_EXTRACT:_
────────────────────

Education
- Alma mater: University of Cambridge (PhD), McGill University (BA, MA)

Philosophical work
- Era: 21st century Philosophy
- Region: Western philosophy
- Institutions: University of Guelph Williams College
- Main interests: political philosophy, ethics

= Monique Deveaux =

Canadian philosopher

Monique Deveaux is a Canadian philosopher. She is a Full Professor and Tier 1 Canada Research Chair in Ethics and Global Social Change at the University of Guelph. She is known for her research on poverty, cultural pluralism and global justice.

==Education==
Deveaux completed her Bachelor of Arts and Master of Arts degrees in political theory from McGill University before enrolling at Cambridge University for her M.Phil. and PhD. Following her PhD, Deveaux became a postdoctoral research fellow at the Wiener Center for Social Policy at the John F. Kennedy School of Government at Harvard University.

────────────────────

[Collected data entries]
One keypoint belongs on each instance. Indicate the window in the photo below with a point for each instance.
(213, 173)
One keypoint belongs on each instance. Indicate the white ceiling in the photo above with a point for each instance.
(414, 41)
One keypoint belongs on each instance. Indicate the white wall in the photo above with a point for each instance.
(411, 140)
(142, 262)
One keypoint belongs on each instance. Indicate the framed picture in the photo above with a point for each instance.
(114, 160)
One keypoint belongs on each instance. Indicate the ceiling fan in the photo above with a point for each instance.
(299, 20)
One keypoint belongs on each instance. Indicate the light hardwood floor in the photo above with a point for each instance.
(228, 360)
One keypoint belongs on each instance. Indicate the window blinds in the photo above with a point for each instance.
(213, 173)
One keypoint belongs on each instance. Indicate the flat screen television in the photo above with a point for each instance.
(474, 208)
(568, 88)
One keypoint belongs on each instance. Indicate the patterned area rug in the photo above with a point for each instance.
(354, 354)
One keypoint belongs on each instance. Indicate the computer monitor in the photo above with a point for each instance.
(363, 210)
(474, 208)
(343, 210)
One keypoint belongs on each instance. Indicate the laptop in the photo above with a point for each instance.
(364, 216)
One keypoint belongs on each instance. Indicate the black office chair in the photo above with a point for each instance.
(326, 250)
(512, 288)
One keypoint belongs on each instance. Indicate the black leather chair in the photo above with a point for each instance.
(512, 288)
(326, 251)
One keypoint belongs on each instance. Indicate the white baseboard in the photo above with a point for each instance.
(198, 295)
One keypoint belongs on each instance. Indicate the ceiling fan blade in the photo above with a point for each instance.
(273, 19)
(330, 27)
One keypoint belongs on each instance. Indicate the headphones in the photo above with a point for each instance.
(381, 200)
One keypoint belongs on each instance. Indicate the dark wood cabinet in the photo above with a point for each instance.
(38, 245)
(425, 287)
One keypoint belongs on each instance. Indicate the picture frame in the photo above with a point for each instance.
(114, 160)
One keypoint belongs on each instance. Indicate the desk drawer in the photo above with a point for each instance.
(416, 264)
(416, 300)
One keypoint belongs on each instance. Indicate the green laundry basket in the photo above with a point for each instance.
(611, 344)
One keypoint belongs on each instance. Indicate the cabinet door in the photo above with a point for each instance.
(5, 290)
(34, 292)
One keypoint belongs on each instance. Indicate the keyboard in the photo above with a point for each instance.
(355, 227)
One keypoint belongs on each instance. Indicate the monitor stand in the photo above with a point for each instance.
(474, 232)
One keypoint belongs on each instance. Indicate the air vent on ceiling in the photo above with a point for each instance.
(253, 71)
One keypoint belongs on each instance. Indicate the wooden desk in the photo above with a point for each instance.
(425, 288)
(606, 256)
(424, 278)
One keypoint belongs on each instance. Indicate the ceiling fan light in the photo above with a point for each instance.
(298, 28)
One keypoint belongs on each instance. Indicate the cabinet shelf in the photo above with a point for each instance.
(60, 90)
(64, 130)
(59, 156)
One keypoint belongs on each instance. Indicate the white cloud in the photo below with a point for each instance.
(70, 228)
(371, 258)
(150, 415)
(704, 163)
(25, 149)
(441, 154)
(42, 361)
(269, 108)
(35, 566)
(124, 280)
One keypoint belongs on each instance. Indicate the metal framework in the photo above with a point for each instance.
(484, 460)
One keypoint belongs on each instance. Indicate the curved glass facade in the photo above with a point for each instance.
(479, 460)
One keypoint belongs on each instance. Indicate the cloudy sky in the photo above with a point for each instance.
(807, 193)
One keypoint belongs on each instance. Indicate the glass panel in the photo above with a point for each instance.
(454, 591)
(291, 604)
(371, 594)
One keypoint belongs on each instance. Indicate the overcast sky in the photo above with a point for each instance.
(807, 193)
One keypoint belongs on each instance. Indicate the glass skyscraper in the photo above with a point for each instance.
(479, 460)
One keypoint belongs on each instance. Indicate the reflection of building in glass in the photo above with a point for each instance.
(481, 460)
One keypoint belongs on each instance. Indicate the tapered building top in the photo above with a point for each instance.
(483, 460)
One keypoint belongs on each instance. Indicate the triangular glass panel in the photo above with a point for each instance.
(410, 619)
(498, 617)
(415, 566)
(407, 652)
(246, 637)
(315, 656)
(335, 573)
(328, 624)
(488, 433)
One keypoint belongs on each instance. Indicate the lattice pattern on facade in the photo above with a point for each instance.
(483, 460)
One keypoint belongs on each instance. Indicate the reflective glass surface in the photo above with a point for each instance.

────────────────────

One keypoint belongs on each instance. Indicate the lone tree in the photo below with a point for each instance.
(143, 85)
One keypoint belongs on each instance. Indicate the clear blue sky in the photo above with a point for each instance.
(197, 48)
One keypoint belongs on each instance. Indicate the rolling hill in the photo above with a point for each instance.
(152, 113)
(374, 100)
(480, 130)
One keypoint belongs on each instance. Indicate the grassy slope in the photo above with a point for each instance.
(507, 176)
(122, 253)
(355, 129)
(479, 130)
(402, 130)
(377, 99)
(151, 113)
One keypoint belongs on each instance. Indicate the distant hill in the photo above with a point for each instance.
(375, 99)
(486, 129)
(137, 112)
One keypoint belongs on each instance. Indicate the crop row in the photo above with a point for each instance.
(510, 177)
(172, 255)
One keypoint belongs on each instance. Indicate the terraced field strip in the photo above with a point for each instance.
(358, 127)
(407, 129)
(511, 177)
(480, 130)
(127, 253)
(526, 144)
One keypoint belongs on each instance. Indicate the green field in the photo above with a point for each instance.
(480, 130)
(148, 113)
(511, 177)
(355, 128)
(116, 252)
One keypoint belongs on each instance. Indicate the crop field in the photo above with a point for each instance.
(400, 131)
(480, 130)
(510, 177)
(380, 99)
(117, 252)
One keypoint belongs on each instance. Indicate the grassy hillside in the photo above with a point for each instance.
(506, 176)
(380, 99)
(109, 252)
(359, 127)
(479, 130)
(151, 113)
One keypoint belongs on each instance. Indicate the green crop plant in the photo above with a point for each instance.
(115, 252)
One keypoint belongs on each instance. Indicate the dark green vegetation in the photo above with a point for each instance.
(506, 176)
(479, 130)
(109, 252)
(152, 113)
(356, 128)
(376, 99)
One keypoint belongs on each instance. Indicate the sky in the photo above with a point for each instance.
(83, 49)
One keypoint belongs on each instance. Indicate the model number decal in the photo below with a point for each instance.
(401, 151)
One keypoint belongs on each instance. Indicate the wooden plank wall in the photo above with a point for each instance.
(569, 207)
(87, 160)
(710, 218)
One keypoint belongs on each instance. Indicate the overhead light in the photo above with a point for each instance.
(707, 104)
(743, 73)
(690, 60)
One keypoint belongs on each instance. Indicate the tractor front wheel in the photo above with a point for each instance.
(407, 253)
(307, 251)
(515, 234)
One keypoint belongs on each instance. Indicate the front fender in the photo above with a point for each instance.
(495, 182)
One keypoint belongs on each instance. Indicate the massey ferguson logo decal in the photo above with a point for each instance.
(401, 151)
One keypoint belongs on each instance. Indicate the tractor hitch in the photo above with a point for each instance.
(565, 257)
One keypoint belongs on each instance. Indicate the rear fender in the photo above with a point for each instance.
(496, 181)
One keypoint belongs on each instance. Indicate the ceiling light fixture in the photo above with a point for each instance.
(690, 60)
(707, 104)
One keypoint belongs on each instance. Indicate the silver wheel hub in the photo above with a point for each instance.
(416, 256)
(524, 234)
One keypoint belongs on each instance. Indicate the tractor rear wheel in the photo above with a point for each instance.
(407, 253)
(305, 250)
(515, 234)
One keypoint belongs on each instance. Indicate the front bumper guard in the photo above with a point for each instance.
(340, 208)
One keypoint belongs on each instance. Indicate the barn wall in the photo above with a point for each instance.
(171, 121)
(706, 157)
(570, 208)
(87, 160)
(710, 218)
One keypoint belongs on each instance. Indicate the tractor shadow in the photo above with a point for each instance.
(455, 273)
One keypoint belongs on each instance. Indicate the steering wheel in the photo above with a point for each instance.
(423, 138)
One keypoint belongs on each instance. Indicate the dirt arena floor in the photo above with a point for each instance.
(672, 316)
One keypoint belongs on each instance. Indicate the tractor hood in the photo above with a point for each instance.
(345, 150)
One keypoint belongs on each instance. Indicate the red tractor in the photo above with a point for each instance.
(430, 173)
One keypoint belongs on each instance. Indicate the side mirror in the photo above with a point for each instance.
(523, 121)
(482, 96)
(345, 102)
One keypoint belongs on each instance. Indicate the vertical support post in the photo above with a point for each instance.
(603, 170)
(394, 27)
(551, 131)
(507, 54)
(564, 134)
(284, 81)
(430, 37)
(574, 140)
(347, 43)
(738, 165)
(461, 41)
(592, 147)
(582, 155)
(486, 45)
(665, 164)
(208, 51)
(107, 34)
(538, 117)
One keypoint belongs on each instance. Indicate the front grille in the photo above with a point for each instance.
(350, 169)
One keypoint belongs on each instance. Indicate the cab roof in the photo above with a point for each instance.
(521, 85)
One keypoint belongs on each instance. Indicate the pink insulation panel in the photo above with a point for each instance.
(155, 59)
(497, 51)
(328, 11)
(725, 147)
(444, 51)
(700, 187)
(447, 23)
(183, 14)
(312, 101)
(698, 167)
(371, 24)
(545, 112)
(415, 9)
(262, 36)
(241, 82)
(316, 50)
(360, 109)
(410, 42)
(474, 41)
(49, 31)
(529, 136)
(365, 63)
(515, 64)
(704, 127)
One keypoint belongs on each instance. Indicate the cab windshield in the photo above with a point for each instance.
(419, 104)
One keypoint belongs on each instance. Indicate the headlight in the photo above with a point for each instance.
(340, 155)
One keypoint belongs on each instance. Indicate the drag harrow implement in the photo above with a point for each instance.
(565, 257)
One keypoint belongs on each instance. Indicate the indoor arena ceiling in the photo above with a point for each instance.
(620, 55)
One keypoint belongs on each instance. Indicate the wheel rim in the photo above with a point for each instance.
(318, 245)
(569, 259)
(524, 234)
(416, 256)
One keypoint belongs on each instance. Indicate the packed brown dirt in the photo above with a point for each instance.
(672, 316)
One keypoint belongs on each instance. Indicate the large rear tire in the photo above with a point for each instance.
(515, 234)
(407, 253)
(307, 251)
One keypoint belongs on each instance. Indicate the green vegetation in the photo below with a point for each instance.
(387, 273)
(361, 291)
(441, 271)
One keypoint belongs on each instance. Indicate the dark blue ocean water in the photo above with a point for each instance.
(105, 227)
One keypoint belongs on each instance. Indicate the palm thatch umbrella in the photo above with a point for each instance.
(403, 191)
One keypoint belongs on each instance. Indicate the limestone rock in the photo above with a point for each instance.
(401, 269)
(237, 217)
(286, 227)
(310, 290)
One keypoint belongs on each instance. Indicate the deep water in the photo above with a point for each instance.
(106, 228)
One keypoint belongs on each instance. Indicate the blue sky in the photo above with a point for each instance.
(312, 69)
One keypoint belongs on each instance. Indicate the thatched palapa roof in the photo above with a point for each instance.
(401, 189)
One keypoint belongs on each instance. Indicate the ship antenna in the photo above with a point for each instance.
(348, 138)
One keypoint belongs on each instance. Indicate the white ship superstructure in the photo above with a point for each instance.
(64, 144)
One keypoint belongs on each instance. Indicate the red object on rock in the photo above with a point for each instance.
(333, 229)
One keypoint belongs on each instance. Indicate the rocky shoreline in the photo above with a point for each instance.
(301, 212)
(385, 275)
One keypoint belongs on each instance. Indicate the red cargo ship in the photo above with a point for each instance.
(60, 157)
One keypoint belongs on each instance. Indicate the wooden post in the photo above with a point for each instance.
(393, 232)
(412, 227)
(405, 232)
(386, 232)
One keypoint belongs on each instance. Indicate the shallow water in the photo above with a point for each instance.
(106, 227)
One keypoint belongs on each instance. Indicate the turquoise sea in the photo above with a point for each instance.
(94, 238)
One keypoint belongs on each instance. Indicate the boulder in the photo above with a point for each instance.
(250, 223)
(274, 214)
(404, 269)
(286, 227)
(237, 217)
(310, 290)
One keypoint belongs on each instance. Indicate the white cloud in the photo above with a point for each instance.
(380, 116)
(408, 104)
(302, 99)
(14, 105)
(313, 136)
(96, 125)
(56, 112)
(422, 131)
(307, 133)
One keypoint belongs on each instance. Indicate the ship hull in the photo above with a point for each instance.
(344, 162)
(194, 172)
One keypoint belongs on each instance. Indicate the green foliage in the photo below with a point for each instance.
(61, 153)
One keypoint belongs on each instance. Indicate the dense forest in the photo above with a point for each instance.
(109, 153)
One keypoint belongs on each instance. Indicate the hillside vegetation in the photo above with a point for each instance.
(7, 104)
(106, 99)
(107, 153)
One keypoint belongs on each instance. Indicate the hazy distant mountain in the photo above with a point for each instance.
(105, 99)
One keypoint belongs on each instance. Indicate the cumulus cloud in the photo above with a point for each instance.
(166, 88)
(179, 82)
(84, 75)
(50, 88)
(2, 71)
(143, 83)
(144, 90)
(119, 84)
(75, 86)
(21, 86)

────────────────────

_SET TASKS:_
[1] According to the article on Monique Deveaux, in what field does she hold her Tier 1 Canada Research Chair?
[2] Do these statements agree with the article on Monique Deveaux? For each one, answer yes or no and quote the words that settle it.
(a) Deveaux earned her PhD at McGill University.
(b) After her PhD, Deveaux held a postdoctoral fellowship at Harvard University.
(c) Cultural pluralism is one of the subjects of Deveaux's research.
These entries were gathered from a separate source.

_RESPONSES TO THE EXERCISE:_
[1] Ethics and Global Social Change.

[2]
(a) No: "enrolling at Cambridge University for her M.Phil. and PhD"
(b) Yes: "Following her PhD, Deveaux became a postdoctoral research fellow at the Wiener Center for Social Policy at the John F. Kennedy School of Government at Harvard University."
(c) Yes: "She is known for her research on poverty, cultural pluralism and global justice."